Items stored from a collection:
□ □ □ □
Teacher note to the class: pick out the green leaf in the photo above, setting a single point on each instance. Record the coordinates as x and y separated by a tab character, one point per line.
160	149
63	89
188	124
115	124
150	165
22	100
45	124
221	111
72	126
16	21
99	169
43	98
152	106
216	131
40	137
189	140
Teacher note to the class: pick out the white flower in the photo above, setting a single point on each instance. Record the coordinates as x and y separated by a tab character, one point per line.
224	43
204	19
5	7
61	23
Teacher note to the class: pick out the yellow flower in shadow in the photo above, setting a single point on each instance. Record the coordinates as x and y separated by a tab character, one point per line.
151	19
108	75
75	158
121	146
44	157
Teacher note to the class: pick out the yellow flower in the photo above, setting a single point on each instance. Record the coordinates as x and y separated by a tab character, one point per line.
□ □ □ □
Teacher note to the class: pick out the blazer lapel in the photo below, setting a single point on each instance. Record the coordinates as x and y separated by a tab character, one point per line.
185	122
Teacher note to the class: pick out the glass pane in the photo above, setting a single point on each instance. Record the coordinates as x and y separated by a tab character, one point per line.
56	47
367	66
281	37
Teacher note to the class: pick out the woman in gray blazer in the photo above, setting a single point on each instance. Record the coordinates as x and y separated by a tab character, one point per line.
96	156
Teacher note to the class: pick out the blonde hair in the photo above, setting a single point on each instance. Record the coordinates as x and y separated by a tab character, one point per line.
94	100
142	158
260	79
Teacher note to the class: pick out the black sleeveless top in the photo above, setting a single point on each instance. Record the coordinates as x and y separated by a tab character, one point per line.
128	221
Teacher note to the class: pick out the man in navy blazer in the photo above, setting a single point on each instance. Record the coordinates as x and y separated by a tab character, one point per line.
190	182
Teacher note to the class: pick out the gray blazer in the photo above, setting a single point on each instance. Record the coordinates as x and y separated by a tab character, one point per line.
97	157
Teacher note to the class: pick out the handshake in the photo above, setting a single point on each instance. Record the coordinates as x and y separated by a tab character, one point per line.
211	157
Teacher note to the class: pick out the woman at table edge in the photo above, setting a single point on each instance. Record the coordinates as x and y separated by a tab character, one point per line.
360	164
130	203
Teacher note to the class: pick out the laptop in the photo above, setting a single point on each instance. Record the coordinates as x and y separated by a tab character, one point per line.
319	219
□ □ □ □
Please tally the lines of the data above that contain the string "gray", with case counting, and reply with the number alone.

2